- Activity
Which lines of the entries contain the string "concrete"? Please find them and copy them.
Input below:
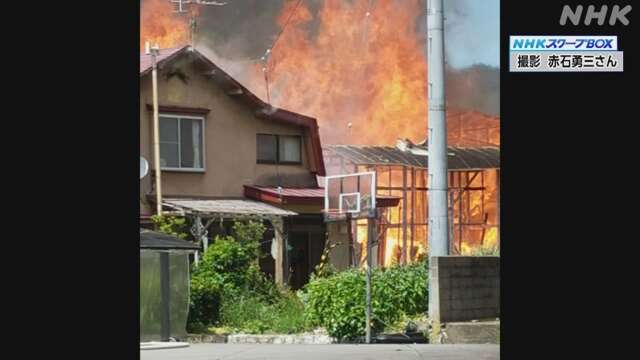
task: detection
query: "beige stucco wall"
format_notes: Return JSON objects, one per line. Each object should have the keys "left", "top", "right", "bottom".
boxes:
{"left": 140, "top": 57, "right": 316, "bottom": 211}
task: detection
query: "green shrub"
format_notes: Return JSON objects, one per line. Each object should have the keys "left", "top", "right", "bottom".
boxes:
{"left": 151, "top": 215, "right": 189, "bottom": 240}
{"left": 303, "top": 261, "right": 428, "bottom": 340}
{"left": 188, "top": 218, "right": 307, "bottom": 334}
{"left": 187, "top": 220, "right": 270, "bottom": 329}
{"left": 187, "top": 272, "right": 223, "bottom": 332}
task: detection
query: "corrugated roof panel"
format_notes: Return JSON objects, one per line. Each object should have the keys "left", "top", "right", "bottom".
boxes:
{"left": 163, "top": 199, "right": 297, "bottom": 217}
{"left": 324, "top": 145, "right": 499, "bottom": 170}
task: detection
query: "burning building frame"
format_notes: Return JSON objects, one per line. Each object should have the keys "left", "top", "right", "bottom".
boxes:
{"left": 323, "top": 141, "right": 500, "bottom": 267}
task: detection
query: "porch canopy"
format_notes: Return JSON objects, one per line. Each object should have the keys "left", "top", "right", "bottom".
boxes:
{"left": 161, "top": 198, "right": 296, "bottom": 285}
{"left": 162, "top": 198, "right": 297, "bottom": 218}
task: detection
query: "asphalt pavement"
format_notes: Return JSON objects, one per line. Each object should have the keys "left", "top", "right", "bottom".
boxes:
{"left": 141, "top": 343, "right": 499, "bottom": 360}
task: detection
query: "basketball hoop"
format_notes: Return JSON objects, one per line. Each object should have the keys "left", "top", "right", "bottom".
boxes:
{"left": 323, "top": 172, "right": 376, "bottom": 222}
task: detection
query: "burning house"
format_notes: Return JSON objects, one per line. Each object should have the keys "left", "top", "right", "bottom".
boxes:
{"left": 139, "top": 0, "right": 501, "bottom": 286}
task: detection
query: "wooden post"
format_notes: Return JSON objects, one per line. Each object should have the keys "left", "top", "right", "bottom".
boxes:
{"left": 481, "top": 171, "right": 486, "bottom": 216}
{"left": 401, "top": 166, "right": 408, "bottom": 264}
{"left": 496, "top": 169, "right": 500, "bottom": 245}
{"left": 346, "top": 213, "right": 355, "bottom": 267}
{"left": 150, "top": 44, "right": 163, "bottom": 216}
{"left": 458, "top": 190, "right": 463, "bottom": 254}
{"left": 480, "top": 213, "right": 489, "bottom": 246}
{"left": 410, "top": 167, "right": 416, "bottom": 261}
{"left": 449, "top": 190, "right": 455, "bottom": 254}
{"left": 352, "top": 164, "right": 359, "bottom": 262}
{"left": 273, "top": 217, "right": 285, "bottom": 286}
{"left": 459, "top": 173, "right": 464, "bottom": 254}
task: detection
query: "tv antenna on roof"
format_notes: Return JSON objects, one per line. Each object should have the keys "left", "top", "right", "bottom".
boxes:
{"left": 171, "top": 0, "right": 228, "bottom": 13}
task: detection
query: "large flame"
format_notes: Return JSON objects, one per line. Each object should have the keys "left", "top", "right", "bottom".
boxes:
{"left": 140, "top": 0, "right": 194, "bottom": 51}
{"left": 242, "top": 0, "right": 428, "bottom": 145}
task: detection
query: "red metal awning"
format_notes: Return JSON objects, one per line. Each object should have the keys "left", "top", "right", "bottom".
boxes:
{"left": 244, "top": 185, "right": 401, "bottom": 208}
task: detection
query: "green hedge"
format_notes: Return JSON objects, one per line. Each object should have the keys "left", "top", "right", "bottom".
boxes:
{"left": 302, "top": 262, "right": 428, "bottom": 340}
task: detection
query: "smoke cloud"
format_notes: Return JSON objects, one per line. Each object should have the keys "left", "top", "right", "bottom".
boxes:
{"left": 446, "top": 65, "right": 500, "bottom": 117}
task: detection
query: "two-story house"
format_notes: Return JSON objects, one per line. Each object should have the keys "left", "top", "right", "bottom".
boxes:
{"left": 140, "top": 45, "right": 399, "bottom": 289}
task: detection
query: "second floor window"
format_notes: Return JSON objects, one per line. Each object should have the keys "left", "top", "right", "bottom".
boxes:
{"left": 257, "top": 134, "right": 302, "bottom": 165}
{"left": 160, "top": 115, "right": 205, "bottom": 171}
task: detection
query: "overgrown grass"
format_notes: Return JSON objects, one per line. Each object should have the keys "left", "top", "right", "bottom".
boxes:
{"left": 220, "top": 290, "right": 310, "bottom": 334}
{"left": 465, "top": 245, "right": 500, "bottom": 256}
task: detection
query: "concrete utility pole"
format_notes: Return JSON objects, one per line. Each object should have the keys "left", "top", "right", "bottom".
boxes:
{"left": 147, "top": 42, "right": 163, "bottom": 216}
{"left": 427, "top": 0, "right": 449, "bottom": 257}
{"left": 426, "top": 0, "right": 449, "bottom": 337}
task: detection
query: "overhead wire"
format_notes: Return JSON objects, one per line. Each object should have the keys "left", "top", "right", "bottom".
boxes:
{"left": 261, "top": 0, "right": 305, "bottom": 105}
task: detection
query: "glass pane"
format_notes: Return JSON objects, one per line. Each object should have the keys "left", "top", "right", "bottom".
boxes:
{"left": 160, "top": 142, "right": 179, "bottom": 168}
{"left": 257, "top": 134, "right": 277, "bottom": 162}
{"left": 279, "top": 136, "right": 301, "bottom": 163}
{"left": 169, "top": 253, "right": 190, "bottom": 338}
{"left": 160, "top": 117, "right": 178, "bottom": 142}
{"left": 180, "top": 119, "right": 203, "bottom": 168}
{"left": 140, "top": 251, "right": 191, "bottom": 341}
{"left": 140, "top": 251, "right": 162, "bottom": 341}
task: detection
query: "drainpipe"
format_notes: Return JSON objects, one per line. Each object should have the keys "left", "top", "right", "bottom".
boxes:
{"left": 148, "top": 42, "right": 163, "bottom": 216}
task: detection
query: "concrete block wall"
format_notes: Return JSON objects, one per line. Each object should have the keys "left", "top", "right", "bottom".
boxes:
{"left": 430, "top": 256, "right": 500, "bottom": 322}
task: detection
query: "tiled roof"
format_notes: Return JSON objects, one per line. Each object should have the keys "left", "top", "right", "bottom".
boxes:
{"left": 140, "top": 46, "right": 185, "bottom": 74}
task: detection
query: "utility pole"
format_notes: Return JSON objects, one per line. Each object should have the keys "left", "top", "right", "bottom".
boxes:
{"left": 426, "top": 0, "right": 449, "bottom": 339}
{"left": 426, "top": 0, "right": 449, "bottom": 257}
{"left": 147, "top": 42, "right": 163, "bottom": 216}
End of Input.
- Problem solution
query: "concrete utility pole"
query: "concrete block wall"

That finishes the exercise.